■ **WORK TO BE COMPLETED**:
Line for line, return the data exactly, omitting all pictures.

■ **AVAILABLE DATA**:
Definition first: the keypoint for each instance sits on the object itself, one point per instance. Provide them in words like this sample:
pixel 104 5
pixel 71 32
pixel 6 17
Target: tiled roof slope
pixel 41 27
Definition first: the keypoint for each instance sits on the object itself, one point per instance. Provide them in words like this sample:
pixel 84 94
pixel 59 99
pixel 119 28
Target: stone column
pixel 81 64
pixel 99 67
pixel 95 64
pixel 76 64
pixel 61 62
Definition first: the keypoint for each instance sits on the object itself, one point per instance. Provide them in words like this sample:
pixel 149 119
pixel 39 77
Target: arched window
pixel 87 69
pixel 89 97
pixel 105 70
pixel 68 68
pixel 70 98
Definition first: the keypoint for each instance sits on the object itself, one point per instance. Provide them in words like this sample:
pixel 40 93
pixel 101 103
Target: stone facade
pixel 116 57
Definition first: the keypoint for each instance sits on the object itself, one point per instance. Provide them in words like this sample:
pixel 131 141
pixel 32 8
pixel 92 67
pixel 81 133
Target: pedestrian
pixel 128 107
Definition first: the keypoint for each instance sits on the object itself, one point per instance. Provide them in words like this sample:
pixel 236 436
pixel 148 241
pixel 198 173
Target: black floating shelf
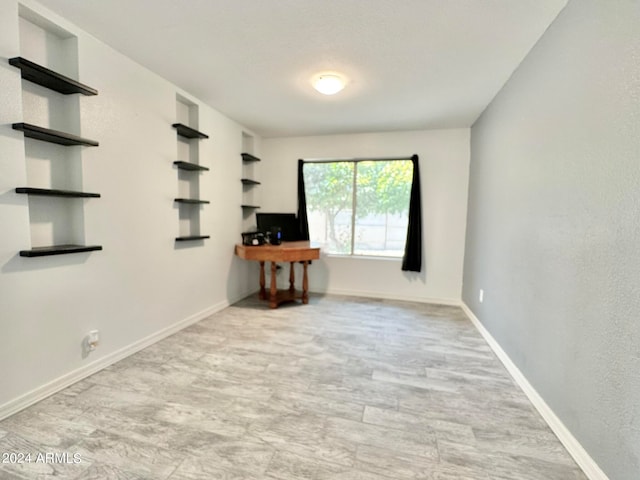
pixel 191 238
pixel 189 166
pixel 248 181
pixel 58 250
pixel 247 157
pixel 53 136
pixel 48 78
pixel 188 132
pixel 190 200
pixel 56 193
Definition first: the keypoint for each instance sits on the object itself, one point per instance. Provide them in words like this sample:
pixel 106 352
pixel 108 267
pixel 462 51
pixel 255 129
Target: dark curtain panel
pixel 303 223
pixel 412 260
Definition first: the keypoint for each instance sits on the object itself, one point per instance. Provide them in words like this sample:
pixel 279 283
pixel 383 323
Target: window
pixel 359 207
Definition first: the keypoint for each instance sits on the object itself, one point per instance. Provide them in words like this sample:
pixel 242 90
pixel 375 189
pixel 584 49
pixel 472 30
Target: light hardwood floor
pixel 344 388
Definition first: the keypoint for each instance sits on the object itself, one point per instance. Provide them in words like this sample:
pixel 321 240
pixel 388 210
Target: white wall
pixel 554 226
pixel 143 284
pixel 444 168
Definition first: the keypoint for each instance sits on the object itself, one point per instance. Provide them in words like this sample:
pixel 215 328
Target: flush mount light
pixel 328 83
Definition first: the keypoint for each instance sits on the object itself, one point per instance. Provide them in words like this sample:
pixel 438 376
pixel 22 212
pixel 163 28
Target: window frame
pixel 355 161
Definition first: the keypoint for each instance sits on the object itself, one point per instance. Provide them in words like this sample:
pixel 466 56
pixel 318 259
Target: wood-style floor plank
pixel 344 388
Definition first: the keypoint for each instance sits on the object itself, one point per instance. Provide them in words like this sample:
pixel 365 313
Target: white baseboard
pixel 407 298
pixel 575 449
pixel 68 379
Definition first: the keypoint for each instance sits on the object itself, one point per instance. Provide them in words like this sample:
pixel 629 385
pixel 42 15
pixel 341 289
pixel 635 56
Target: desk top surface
pixel 286 251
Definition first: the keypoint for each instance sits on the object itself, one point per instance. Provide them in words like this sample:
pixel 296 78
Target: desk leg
pixel 292 278
pixel 263 292
pixel 273 294
pixel 305 283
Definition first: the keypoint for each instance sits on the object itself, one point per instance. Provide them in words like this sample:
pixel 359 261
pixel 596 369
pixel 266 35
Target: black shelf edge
pixel 248 181
pixel 48 78
pixel 59 250
pixel 189 166
pixel 53 136
pixel 247 157
pixel 192 237
pixel 190 200
pixel 56 193
pixel 188 132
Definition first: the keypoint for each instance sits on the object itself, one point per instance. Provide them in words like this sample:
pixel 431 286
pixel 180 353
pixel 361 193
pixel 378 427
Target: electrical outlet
pixel 93 339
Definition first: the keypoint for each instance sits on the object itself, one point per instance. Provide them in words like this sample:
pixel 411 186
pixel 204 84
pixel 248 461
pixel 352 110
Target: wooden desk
pixel 286 252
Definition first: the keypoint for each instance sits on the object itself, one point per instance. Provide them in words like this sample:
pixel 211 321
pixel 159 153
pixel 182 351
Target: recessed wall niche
pixel 188 201
pixel 250 182
pixel 51 116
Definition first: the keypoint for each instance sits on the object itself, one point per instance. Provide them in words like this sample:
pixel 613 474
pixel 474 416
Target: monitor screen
pixel 287 222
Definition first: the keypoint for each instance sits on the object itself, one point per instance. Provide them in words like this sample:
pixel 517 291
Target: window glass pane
pixel 383 190
pixel 329 192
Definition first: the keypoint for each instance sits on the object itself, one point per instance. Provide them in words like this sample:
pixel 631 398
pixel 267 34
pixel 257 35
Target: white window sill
pixel 363 257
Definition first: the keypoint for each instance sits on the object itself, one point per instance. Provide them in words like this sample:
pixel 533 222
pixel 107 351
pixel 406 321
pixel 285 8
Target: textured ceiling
pixel 412 64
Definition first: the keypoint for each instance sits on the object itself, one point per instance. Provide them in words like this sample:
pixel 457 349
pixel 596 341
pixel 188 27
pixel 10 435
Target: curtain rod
pixel 363 159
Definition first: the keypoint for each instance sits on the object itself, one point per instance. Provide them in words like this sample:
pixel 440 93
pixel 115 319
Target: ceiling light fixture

■ **TASK ANSWER**:
Definition first: the keypoint for each instance sits on the object itself, one point per instance. Provide them in words like this sample:
pixel 104 5
pixel 71 32
pixel 6 17
Target: tiled roof slope
pixel 41 27
Definition first: the keypoint for each instance sits on the object itself, one point per instance. Provide them in words like this sample:
pixel 84 94
pixel 59 99
pixel 119 28
Target: stone column
pixel 81 64
pixel 99 67
pixel 95 64
pixel 76 64
pixel 61 62
Definition first: the keypoint for each instance sits on the object itself, one point per instance. Provide them in words like this sample:
pixel 149 119
pixel 39 77
Target: arched window
pixel 87 69
pixel 89 97
pixel 105 70
pixel 68 68
pixel 70 98
Definition first: the keypoint for each instance sits on the object itself, one point per instance. Provide them in words like this sample:
pixel 40 93
pixel 101 103
Target: stone facade
pixel 116 57
Definition first: the keypoint for each instance sits on the object itself, one point per instance. Provide them in words like this sample:
pixel 131 141
pixel 32 8
pixel 92 67
pixel 81 133
Target: pedestrian
pixel 128 107
Definition first: the keypoint for each instance sits on the object itself, one point per instance. Provide them in words like this sample:
pixel 236 436
pixel 148 241
pixel 198 173
Target: black floating shelf
pixel 191 238
pixel 189 166
pixel 248 181
pixel 58 250
pixel 247 157
pixel 53 136
pixel 48 78
pixel 188 132
pixel 190 200
pixel 56 193
Definition first: the keypoint for each instance sits on the object itself, one point per instance. Provide them in words like this sample:
pixel 106 352
pixel 108 267
pixel 462 51
pixel 255 129
Target: dark curtain panel
pixel 303 223
pixel 412 260
Definition first: the keypoint for each instance sits on the object itself, one point per instance. Provide them in words like this sample:
pixel 279 283
pixel 383 323
Target: window
pixel 359 207
Definition first: the keypoint for each instance sits on the object itself, one point per instance. Provide them in words like this sample:
pixel 242 90
pixel 375 189
pixel 584 49
pixel 472 30
Target: light hardwood floor
pixel 344 388
Definition first: the keypoint for each instance sits on the object itself, one point per instance. Provide them in words like this sample:
pixel 321 240
pixel 388 210
Target: white wall
pixel 554 226
pixel 143 284
pixel 444 168
Definition first: the keypoint for each instance sits on the object itself, one point per instance. Provide them in words like this sample:
pixel 215 328
Target: flush mount light
pixel 328 83
Definition first: the keypoint for each instance sits on the object itself, one point per instance. Provide them in words like this sample:
pixel 438 376
pixel 22 212
pixel 163 28
Target: window frame
pixel 355 161
Definition first: the keypoint for each instance sits on the object itself, one point per instance. Provide them in words like this sample:
pixel 466 56
pixel 318 259
Target: wood-style floor plank
pixel 344 388
Definition first: the keypoint for each instance sits on the object itself, one point per instance. Provide them in words like this sample:
pixel 365 313
Target: white baseboard
pixel 407 298
pixel 575 449
pixel 68 379
Definition first: the keypoint for each instance sits on the object itself, one point per instance. Provide them in words like this sample:
pixel 629 385
pixel 42 15
pixel 341 289
pixel 635 56
Target: desk top surface
pixel 286 251
Definition first: the keypoint for each instance sits on the object itself, one point per instance. Provide them in words like this sample:
pixel 296 78
Target: desk leg
pixel 292 278
pixel 263 292
pixel 273 294
pixel 305 283
Definition first: the keypoint for each instance sits on the object itself, one point per instance. Provide them in words like this sample:
pixel 359 261
pixel 596 369
pixel 266 35
Target: black shelf edge
pixel 248 181
pixel 48 78
pixel 59 250
pixel 189 166
pixel 53 136
pixel 247 157
pixel 192 237
pixel 190 200
pixel 56 193
pixel 188 132
Definition first: the keypoint for each instance sits on the object itself, one point per instance. Provide them in words like this sample:
pixel 431 286
pixel 180 353
pixel 361 193
pixel 378 427
Target: electrical outlet
pixel 93 339
Definition first: the keypoint for each instance sits on the object itself, one point per instance. Provide them in words like this sample:
pixel 411 186
pixel 204 84
pixel 248 461
pixel 352 110
Target: wooden desk
pixel 286 252
Definition first: the keypoint for each instance sits on the object itself, one point per instance. Provide them in words like this sample:
pixel 211 321
pixel 159 153
pixel 182 351
Target: recessed wall niche
pixel 188 201
pixel 250 182
pixel 51 116
Definition first: the keypoint for each instance sits on the object itself, one point per instance. Provide them in words like this sample:
pixel 613 474
pixel 474 416
Target: monitor screen
pixel 287 222
Definition first: the keypoint for each instance sits on the object itself, one point per instance. Provide them in words like this sample:
pixel 517 291
Target: window glass pane
pixel 383 190
pixel 329 192
Definition first: the keypoint for each instance sits on the object itself, one point per instance. Provide them in words like this sample:
pixel 631 398
pixel 267 34
pixel 257 35
Target: white window sill
pixel 363 257
Definition first: the keypoint for each instance sits on the object itself, one point per instance. Provide them in words like this sample:
pixel 533 222
pixel 107 351
pixel 406 321
pixel 285 8
Target: textured ceiling
pixel 412 64
Definition first: the keypoint for each instance sits on the object itself, one point per instance. Provide them in words like this sample:
pixel 457 349
pixel 596 341
pixel 188 27
pixel 10 435
Target: curtain rod
pixel 363 159
Definition first: the keypoint for each instance sits on the object itself, one point per instance. Provide them in words like this sample:
pixel 440 93
pixel 115 319
Target: ceiling light fixture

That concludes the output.